Stored records:
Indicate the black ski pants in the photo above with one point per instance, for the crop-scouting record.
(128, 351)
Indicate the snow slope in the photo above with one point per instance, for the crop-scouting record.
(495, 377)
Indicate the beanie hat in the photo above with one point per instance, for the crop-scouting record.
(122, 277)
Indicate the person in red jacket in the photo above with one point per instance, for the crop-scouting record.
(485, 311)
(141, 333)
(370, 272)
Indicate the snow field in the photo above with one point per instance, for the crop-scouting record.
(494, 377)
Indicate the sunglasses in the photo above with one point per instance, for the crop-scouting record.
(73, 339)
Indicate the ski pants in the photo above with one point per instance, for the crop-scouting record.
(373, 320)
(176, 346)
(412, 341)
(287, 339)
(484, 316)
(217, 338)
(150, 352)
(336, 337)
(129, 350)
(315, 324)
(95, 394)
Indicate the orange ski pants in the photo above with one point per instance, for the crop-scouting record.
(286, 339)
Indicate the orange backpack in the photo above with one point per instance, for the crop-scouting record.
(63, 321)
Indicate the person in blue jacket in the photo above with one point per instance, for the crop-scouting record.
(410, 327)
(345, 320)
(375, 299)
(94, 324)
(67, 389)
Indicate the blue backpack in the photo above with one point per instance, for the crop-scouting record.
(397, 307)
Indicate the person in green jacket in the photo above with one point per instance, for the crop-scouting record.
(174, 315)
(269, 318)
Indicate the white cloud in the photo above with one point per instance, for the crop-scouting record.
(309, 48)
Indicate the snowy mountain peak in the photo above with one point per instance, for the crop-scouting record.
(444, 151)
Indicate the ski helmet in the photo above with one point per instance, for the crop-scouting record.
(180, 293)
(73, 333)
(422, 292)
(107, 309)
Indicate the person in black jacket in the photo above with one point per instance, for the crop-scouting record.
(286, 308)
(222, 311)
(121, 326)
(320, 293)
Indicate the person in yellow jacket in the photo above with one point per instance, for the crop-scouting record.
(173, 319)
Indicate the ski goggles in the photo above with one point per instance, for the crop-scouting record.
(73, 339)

▶ **WORK TO COMPLETE**:
Write the entries out again, exactly and completely.

▶ **YOUR SOLUTION**:
Indicate the black ski pants in the photo above with one point per instance, for the crop-scouting record.
(128, 351)
Indicate the snow slope in the photo above with one point per instance, for the crop-scouting record.
(495, 377)
Indicate the beanie hat in the photo above with one point per instance, for the crop-scouting record.
(122, 277)
Indicate the person in red jacket in the photo above with one point per instance, for the crop-scouting record.
(485, 311)
(141, 333)
(370, 272)
Indicate the snow field in the photo above with one point per instance, for the crop-scouting record.
(494, 377)
Indicate the sunglasses in the photo above with one point per instance, for the crop-scouting record.
(73, 339)
Indicate the ski pants in the photo above with one point per instance, for the crop-scouting record.
(373, 320)
(176, 346)
(412, 341)
(287, 339)
(484, 316)
(217, 338)
(150, 352)
(336, 337)
(129, 350)
(315, 324)
(95, 394)
Indicate the orange ski pants in the photo above with one point per instance, for the crop-scouting record.
(286, 339)
Indicate the orange backpack in the photo above with one point per instance, for the crop-scouting record.
(63, 321)
Indicate the person in blue jacket in the photo above with one point per instance, for the crop-scouting record.
(410, 327)
(345, 320)
(375, 299)
(94, 324)
(67, 389)
Indicate the blue backpack in the photo above with one point per instance, for the crop-scouting record.
(397, 307)
Indicate the person in green jacket in the photo above with one point per instance, for the crop-scouting record.
(174, 315)
(269, 318)
Indicate the white cloud in the photo above with one point per instance, for the crop-scouting record.
(309, 48)
Indicate the snowy mountain peak in the photo above with one point per instance, for the crop-scouting record.
(444, 151)
Indicate the ski helmet in the photo above with one point per instance, for the crop-scouting record.
(180, 293)
(73, 333)
(422, 292)
(107, 309)
Indicate the person in black jacket in the photo above with one point per instance, for the crop-scouting record.
(286, 308)
(222, 311)
(121, 326)
(320, 293)
Indicate the person in yellow jacket in the photo above with one point per instance, for the crop-scouting record.
(173, 319)
Indicate the ski goggles in the photo above with one point per instance, for the crop-scouting record.
(73, 339)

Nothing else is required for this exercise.